■ PROBLEM TO SOLVE
Each time a line of the listing holds "arch", copy that line.
Segment Start: LISTED ENTRIES
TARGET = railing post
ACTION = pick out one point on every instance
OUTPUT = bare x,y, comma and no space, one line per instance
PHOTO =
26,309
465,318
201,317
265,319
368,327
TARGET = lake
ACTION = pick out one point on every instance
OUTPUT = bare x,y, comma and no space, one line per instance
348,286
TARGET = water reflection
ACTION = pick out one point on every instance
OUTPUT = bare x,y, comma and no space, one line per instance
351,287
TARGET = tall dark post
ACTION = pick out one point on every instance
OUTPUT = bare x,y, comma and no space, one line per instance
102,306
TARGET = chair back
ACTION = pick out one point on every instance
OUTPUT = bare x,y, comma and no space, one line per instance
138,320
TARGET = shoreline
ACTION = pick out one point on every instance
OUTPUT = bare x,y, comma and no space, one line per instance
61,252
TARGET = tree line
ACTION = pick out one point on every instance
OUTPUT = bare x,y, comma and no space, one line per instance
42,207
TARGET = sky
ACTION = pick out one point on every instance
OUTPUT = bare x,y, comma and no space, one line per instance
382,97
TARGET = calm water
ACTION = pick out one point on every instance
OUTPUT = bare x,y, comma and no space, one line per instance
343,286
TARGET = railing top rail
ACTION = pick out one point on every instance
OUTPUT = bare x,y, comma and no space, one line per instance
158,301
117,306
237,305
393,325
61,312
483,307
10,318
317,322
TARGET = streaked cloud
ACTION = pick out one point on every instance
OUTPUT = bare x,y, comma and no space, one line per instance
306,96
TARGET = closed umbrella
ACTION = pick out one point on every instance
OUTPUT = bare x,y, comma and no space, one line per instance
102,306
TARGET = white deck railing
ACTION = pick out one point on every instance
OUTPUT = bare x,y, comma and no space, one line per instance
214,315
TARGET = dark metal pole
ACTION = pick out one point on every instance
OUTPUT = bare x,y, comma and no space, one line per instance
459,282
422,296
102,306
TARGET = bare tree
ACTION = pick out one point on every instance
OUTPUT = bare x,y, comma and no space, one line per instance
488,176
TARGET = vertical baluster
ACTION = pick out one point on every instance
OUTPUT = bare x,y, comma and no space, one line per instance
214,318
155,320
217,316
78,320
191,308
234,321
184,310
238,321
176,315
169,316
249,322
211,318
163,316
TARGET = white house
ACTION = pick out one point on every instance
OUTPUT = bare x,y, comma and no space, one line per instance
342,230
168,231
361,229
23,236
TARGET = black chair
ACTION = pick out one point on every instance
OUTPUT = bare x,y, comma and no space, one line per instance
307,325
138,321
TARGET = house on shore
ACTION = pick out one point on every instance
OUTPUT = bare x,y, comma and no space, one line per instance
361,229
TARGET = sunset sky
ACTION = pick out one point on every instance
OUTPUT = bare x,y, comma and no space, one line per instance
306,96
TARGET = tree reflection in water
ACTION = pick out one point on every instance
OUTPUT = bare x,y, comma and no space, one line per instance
Segment End: LISTED ENTRIES
Segment Start: LISTED ENTRIES
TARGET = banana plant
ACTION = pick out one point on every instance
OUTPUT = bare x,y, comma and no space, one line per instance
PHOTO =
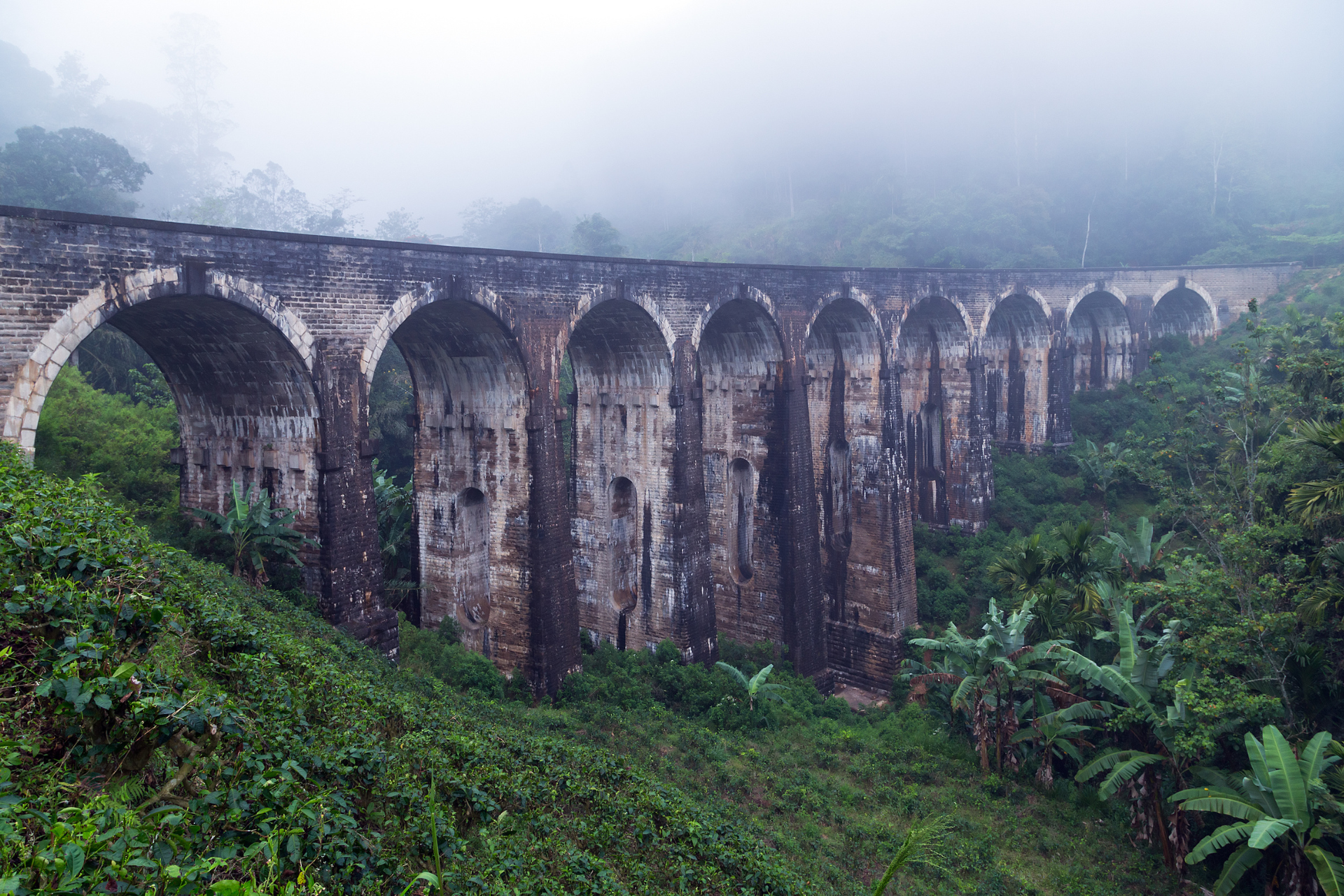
Segment End: LISTED ENTRIES
Segment Start: LISTED ENTRIES
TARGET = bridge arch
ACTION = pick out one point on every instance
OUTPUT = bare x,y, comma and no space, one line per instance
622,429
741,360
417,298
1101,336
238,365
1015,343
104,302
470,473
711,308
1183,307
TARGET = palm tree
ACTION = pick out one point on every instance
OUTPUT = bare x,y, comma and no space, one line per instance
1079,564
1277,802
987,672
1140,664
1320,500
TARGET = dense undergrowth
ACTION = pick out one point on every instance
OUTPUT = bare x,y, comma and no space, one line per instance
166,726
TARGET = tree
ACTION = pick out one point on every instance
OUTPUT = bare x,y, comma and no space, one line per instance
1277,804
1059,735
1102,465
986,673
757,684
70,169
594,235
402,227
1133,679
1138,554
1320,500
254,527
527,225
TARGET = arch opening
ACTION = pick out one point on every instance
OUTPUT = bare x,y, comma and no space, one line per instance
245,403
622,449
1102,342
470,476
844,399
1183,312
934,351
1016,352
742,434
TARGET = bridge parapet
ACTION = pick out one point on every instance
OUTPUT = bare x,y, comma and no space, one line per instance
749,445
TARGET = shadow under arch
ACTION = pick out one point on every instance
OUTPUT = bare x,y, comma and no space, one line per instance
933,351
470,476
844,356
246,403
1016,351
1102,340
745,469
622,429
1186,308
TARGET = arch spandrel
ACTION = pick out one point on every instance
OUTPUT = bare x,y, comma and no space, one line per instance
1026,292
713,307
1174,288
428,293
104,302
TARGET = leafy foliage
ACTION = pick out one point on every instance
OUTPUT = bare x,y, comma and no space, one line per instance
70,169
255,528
Segment End: LISTED ENTRIES
■ ANSWER TO THE EXERCISE
TARGET = bridge arch
TARGET = arch opening
TARGET = shadow under arch
TARGET = arch spandrel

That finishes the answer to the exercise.